▶ _DOCUMENT EXTRACT_:
CFG-free Distillation: Fast Generation Without Guidance

Eliminating the 2x computational cost of Classifier-Free Guidance. Achieving CFG quality with a single forward pass.

TL;DR

Problem: CFG requires two forward passes (conditional + unconditional) = 2x cost
Solution: Distill CFG effect into a single model
Method: Student mimics Teacher's CFG output
Result: Same quality, half the computation, faster inference

1. Classifier-Free Guidance Review

What is CFG?

The key technique for improving conditional generation quality:

$$\tilde{\epsilon}(x_t, c) = \epsilon(x_t, \varnothing) + w \cdot (\epsilon(x_t, c) - \epsilon(x_t, \varnothing))$$

$\epsilon(x_t, c)$: Conditional prediction
$\epsilon(x_t, \varnothing)$: Unconditional prediction
$w$: Guidance scale (typically 7.5)

Problems with CFG

Critical for real-time applications!

2. CFG Distillation Idea

Key Insight

What if we train a model to **directly predict** the CFG output?

Teacher (with CFG):

2 forward passes → CFG combination → output

Student (CFG-free):

1 forward pass → same output

Distillation Objective

$$\mathcal{L} = \mathbb{E}\left[\|\epsilon_\text{student}(x_t, c) - \tilde{\epsilon}_\text{teacher}(x_t, c)\|^2\right]$$

Student mimics Teacher's CFG result.

3. Training Method

Basic Algorithm

def cfg_distillation_loss(student, teacher, x0, c, w=7.5):
    # Add noise
    t = torch.rand(x0.shape[0], device=x0.device)
    noise = torch.randn_like(x0)
    x_t = add_noise(x0, t, noise)

    # Teacher: Apply CFG
    with torch.no_grad():
        eps_cond = teacher(x_t, t, c)
        eps_uncond = teacher(x_t, t, null_cond)

▶ _ENTRIES PROVIDED_:

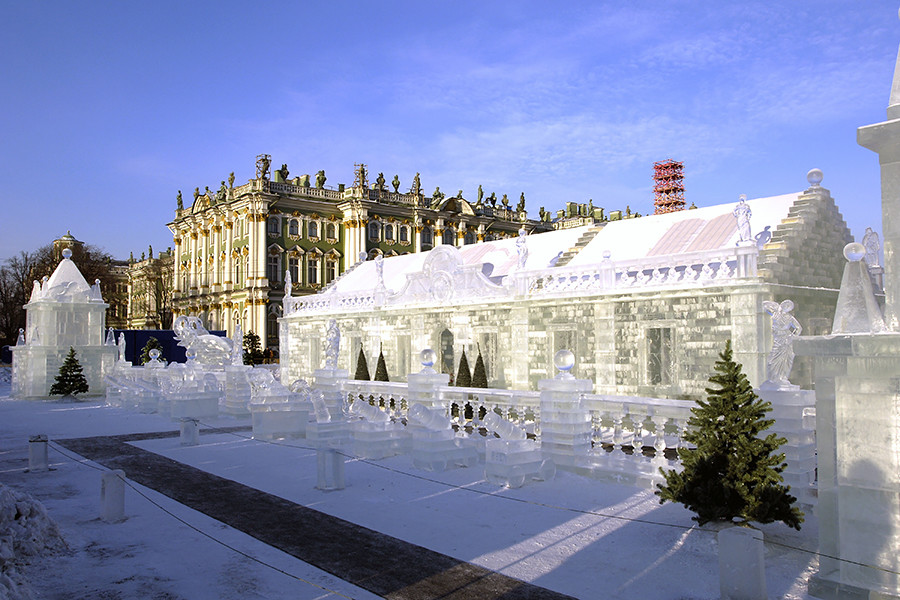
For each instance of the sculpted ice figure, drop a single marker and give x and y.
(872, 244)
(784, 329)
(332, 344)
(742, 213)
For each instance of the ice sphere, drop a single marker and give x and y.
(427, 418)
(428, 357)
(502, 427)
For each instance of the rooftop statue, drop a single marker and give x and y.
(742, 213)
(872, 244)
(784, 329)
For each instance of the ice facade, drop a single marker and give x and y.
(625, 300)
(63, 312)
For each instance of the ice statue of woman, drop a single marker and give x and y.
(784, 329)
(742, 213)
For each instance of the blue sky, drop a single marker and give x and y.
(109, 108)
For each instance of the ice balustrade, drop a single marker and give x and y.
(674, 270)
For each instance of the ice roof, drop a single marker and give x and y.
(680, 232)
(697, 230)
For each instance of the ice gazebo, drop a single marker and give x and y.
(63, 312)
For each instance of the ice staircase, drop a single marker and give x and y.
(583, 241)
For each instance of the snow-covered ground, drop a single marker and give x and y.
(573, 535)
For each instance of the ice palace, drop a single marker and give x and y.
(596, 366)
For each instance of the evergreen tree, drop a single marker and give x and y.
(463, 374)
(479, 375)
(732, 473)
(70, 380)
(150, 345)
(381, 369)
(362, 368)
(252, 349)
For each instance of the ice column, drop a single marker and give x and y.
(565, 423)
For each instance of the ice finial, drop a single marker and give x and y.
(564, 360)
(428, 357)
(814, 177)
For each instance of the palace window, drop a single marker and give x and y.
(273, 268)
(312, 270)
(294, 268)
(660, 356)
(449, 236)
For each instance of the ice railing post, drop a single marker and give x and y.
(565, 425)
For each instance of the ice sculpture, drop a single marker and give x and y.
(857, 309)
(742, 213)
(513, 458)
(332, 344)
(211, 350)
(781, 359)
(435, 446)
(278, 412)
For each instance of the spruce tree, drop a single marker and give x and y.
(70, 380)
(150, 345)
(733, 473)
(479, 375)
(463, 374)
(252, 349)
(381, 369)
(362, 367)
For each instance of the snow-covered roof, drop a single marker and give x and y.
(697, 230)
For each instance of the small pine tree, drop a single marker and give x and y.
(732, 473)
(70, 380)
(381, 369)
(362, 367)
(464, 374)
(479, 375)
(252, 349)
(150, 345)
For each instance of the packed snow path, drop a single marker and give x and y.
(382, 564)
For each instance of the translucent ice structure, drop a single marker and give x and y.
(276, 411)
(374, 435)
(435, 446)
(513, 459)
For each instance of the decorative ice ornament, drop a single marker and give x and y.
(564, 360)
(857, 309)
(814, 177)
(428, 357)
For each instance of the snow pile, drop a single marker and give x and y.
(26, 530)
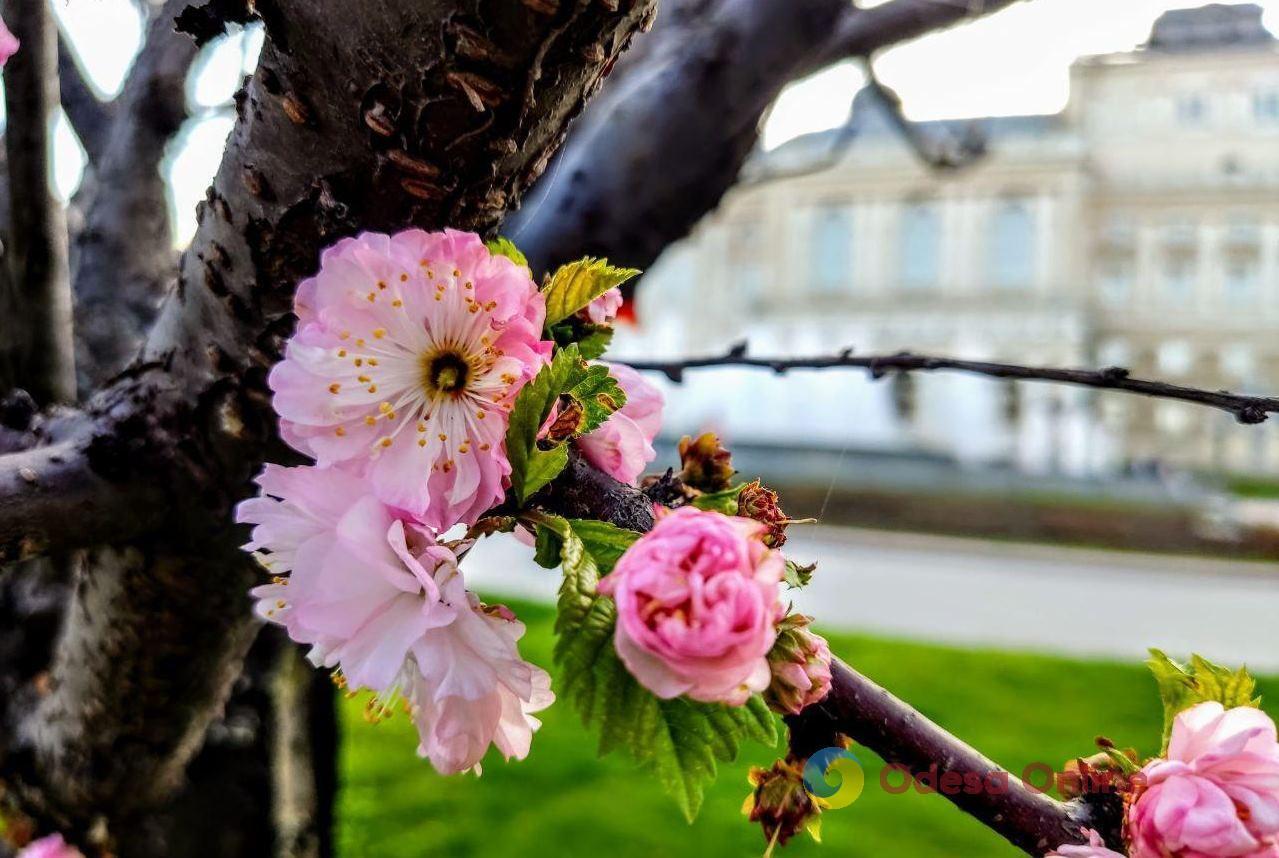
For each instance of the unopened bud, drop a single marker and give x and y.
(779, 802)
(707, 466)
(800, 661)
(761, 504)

* * *

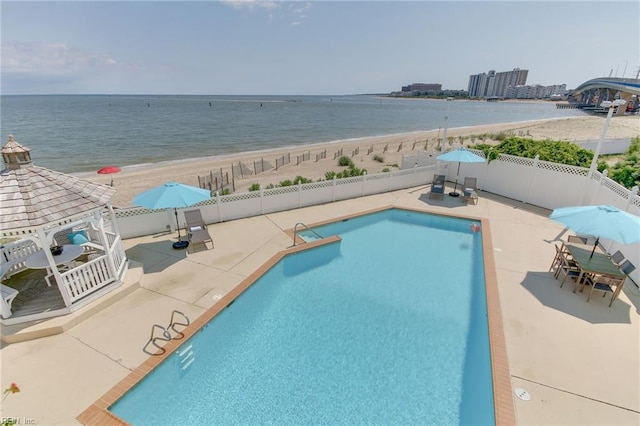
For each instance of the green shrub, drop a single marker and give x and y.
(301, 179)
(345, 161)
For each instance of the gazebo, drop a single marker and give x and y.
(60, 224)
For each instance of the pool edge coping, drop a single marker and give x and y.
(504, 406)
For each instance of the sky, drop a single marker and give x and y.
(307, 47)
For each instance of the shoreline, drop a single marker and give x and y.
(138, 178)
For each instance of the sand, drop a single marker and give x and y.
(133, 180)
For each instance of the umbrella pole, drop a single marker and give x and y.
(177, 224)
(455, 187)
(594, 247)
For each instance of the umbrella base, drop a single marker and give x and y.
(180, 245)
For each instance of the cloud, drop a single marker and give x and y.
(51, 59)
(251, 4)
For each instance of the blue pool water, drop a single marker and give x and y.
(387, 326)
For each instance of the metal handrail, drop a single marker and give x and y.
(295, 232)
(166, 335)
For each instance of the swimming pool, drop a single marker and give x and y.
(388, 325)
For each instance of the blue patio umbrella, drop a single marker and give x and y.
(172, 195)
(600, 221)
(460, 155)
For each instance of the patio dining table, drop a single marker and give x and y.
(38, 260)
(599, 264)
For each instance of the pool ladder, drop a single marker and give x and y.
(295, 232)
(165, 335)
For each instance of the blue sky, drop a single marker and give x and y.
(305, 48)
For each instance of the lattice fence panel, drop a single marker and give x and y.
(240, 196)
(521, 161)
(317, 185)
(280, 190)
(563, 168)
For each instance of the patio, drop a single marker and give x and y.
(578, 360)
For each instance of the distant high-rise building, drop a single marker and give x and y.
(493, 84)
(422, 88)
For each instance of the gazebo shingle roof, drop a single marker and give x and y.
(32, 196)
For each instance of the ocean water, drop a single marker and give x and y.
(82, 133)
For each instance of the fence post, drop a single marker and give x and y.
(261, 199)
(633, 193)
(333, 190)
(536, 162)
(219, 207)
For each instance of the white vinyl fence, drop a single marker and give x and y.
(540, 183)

* * *

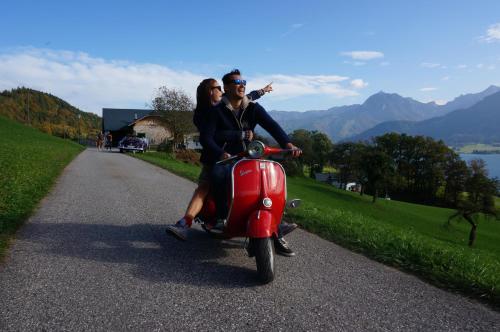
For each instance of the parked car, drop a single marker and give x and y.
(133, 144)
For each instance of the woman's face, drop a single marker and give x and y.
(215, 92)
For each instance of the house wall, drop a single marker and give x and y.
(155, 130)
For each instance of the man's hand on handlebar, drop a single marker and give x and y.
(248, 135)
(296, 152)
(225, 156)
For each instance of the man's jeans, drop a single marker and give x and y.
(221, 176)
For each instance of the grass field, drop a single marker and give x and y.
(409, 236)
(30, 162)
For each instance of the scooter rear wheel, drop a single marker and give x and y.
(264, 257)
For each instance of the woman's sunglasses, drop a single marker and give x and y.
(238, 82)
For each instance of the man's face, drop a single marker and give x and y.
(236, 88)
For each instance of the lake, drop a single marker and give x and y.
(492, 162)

▶ _LIST OF TASKS_:
1 – Name every parameter in the signature of the cfg_distillation_loss function on the CFG distillation page.
2 – Reproduce verbatim the passage from the CFG distillation page starting at "x_t = add_noise(x0, t, noise)" and ending at "teacher(x_t, t, null_cond)".
The data placed after the page is separate material with no connection to the page itself.

▶ _TASK SOLUTIONS_:
1 – student, teacher, x0, c, w

2 –
x_t = add_noise(x0, t, noise)

    # Teacher: Apply CFG
    with torch.no_grad():
        eps_cond = teacher(x_t, t, c)
        eps_uncond = teacher(x_t, t, null_cond)